Work to do
Find each line in the records below that contains the word "thick", and copy those lines out.

─── Records to use ───

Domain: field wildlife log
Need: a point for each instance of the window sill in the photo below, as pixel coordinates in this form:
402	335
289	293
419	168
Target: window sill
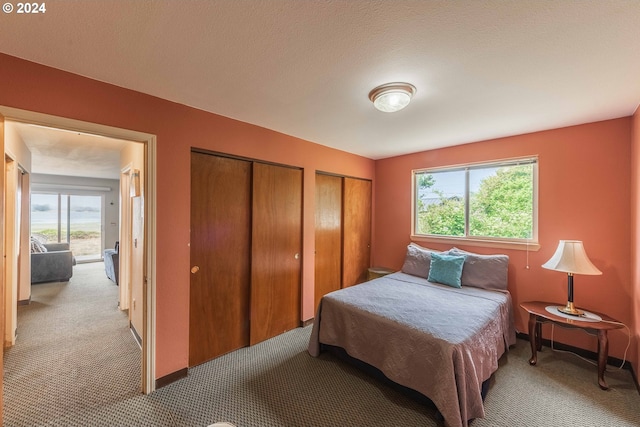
465	241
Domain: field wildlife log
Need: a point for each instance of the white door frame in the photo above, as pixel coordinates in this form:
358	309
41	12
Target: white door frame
150	169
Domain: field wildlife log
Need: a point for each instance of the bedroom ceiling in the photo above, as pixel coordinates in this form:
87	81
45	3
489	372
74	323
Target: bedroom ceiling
482	69
58	152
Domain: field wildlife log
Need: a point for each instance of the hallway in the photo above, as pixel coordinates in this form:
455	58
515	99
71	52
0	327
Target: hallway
74	351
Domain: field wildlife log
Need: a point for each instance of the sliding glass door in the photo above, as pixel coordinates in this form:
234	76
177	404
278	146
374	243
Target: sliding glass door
77	219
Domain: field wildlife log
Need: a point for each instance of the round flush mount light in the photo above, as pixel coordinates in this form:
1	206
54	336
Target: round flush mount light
392	97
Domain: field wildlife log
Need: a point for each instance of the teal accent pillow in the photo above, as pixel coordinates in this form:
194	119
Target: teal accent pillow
446	269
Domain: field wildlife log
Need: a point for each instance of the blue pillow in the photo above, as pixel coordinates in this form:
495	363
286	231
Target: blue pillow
446	269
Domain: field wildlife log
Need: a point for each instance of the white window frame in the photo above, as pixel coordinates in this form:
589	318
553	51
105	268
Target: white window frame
493	242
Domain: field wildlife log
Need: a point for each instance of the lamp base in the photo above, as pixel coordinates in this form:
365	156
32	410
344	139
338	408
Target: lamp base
570	310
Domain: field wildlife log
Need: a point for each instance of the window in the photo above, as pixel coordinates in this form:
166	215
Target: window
76	219
491	201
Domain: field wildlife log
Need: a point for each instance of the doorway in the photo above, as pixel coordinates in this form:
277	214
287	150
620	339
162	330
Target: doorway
148	221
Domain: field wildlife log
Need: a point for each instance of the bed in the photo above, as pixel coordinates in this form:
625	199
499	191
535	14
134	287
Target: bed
441	340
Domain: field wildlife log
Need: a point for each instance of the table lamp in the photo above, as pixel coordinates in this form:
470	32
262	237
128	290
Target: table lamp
571	258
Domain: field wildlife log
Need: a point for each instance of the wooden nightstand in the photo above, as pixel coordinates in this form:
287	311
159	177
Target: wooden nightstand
538	314
375	272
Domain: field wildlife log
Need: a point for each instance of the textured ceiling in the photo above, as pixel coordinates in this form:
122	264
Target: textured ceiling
58	152
482	69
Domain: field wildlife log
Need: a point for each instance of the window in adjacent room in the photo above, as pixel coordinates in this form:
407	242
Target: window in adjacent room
488	201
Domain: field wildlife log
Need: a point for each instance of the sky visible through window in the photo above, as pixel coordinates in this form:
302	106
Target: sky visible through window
451	184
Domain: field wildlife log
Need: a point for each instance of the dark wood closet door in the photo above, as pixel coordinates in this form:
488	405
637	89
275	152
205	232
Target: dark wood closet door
356	230
276	250
220	256
328	235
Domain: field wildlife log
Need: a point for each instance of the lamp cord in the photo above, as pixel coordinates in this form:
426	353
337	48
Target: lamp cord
624	357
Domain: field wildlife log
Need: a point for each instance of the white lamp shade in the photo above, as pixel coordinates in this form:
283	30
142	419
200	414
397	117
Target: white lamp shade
392	97
570	257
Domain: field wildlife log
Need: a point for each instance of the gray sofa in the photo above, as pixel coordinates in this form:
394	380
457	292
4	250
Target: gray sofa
55	265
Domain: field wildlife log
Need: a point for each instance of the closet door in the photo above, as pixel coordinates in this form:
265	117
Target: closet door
220	256
356	230
276	250
328	235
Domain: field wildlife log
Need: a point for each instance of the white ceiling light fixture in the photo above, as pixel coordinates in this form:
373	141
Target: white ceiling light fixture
392	97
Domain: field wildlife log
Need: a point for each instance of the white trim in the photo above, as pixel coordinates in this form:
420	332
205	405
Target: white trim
149	327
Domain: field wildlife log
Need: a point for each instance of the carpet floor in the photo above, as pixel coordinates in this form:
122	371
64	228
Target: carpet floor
81	367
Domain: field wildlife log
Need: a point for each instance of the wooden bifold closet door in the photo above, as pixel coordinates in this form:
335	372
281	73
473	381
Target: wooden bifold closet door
356	222
342	232
246	242
276	250
220	256
328	234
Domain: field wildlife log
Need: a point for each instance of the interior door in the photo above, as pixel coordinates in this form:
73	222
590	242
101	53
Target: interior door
276	250
357	230
328	235
220	256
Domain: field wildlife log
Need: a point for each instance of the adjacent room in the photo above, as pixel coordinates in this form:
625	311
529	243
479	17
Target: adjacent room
324	213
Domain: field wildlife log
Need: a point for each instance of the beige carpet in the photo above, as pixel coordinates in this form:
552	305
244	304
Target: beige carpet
80	367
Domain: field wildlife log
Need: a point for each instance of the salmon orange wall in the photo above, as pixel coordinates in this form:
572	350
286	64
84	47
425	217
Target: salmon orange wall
584	187
635	233
29	86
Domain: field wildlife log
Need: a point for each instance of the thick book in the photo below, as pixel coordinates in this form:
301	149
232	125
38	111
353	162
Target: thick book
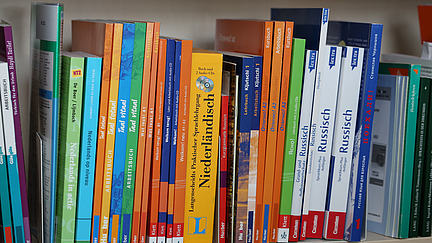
71	93
252	37
386	155
5	199
121	127
290	109
7	54
46	32
89	125
182	141
411	178
206	82
368	36
342	148
310	24
97	38
132	131
305	118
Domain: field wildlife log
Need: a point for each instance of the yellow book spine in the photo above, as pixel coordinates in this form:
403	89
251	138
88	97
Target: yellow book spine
110	138
202	152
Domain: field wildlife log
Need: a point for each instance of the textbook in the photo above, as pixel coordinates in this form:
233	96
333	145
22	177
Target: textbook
90	115
387	154
342	148
206	81
46	31
7	54
71	92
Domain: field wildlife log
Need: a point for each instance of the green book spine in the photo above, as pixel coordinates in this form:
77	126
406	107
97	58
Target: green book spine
132	134
69	143
294	98
424	153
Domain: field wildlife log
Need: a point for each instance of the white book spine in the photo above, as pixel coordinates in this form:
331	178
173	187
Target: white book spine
341	160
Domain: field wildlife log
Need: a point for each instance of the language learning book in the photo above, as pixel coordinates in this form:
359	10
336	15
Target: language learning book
47	32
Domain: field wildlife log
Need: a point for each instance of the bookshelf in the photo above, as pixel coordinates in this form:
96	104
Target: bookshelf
193	19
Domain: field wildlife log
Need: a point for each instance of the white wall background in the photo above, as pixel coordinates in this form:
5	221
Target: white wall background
195	19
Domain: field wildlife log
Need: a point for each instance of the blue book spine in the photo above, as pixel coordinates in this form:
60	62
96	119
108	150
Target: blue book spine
166	141
364	131
255	123
92	82
121	126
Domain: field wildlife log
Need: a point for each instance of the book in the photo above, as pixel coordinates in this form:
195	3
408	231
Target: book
182	141
5	200
71	93
386	157
342	148
46	32
410	198
157	147
121	128
100	35
368	36
90	114
290	126
132	131
243	31
302	148
7	54
310	24
206	81
111	132
420	153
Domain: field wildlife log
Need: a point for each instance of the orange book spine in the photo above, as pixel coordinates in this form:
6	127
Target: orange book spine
150	133
103	111
157	147
273	114
110	135
283	105
182	141
145	92
265	87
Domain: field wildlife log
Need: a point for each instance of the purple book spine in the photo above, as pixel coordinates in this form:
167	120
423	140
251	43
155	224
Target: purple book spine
10	56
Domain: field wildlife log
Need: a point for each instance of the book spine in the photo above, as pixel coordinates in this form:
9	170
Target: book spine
424	153
121	128
157	147
10	58
182	141
166	141
173	152
111	132
328	83
254	145
145	199
354	226
281	128
286	174
5	200
203	147
294	223
69	144
262	140
273	106
101	135
342	149
145	121
49	40
132	132
92	72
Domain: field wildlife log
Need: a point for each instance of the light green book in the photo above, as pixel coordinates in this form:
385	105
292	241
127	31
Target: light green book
69	145
410	199
292	122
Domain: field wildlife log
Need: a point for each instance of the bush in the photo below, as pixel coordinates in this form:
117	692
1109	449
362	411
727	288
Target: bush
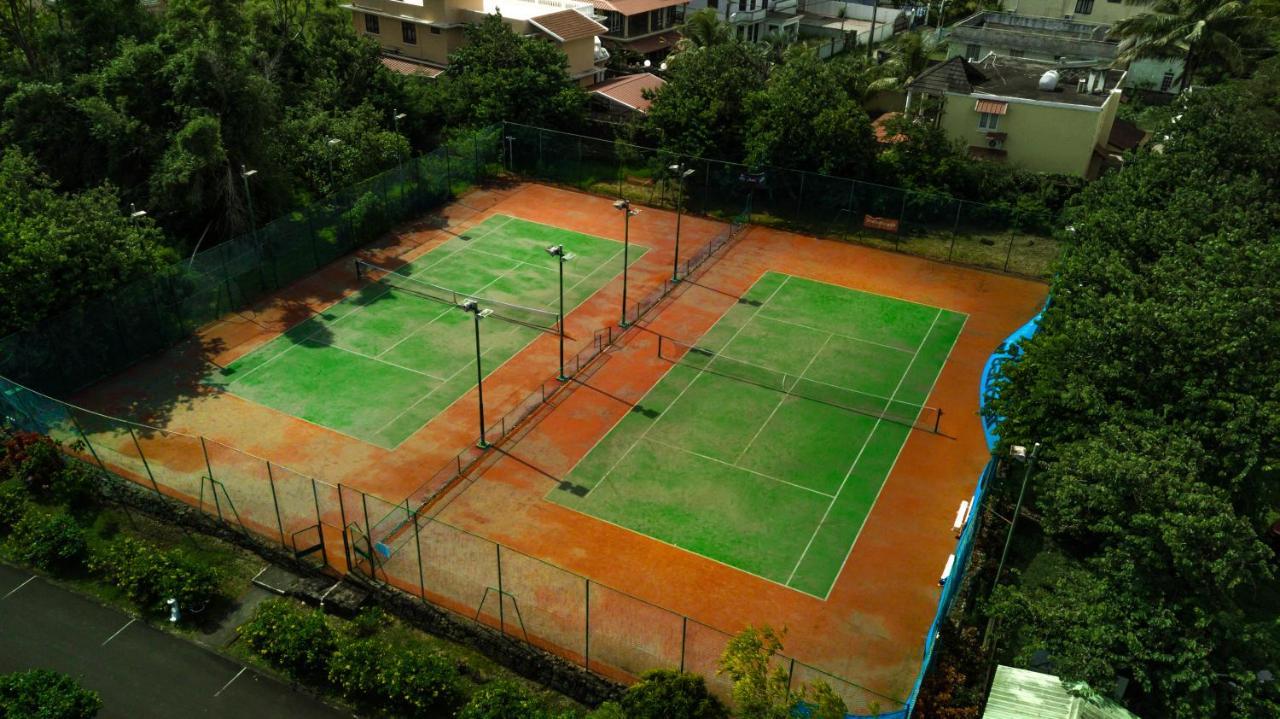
356	669
13	504
423	683
502	700
291	637
49	541
664	694
32	459
149	576
40	694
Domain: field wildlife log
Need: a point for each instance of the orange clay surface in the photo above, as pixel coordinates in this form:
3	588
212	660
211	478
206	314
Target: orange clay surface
872	626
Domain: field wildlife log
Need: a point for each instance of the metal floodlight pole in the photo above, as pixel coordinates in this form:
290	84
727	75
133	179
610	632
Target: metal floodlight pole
1018	508
681	175
558	252
625	206
474	307
248	197
333	142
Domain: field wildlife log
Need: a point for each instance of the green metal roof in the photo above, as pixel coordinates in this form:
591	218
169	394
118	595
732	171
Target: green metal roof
1020	694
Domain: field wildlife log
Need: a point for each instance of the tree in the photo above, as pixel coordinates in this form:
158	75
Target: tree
1151	387
501	76
804	119
1198	32
40	694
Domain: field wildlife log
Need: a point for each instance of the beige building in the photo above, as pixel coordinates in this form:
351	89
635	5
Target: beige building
1036	115
1104	12
421	35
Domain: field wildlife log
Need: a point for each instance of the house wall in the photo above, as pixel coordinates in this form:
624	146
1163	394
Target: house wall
1046	138
1102	10
430	46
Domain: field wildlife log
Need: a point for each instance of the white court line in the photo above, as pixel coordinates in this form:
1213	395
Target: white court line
14	590
782	398
851	338
233	678
118	631
900	449
748	470
865	443
682	390
359	308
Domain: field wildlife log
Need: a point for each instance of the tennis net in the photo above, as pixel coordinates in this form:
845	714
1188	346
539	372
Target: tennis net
403	282
919	416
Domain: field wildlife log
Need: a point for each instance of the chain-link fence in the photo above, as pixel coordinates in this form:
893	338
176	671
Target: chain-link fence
108	334
927	224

───

Written response
Need: a point for each instance of the thick book in the photo below, as pixel coordinates in this form:
Target: thick book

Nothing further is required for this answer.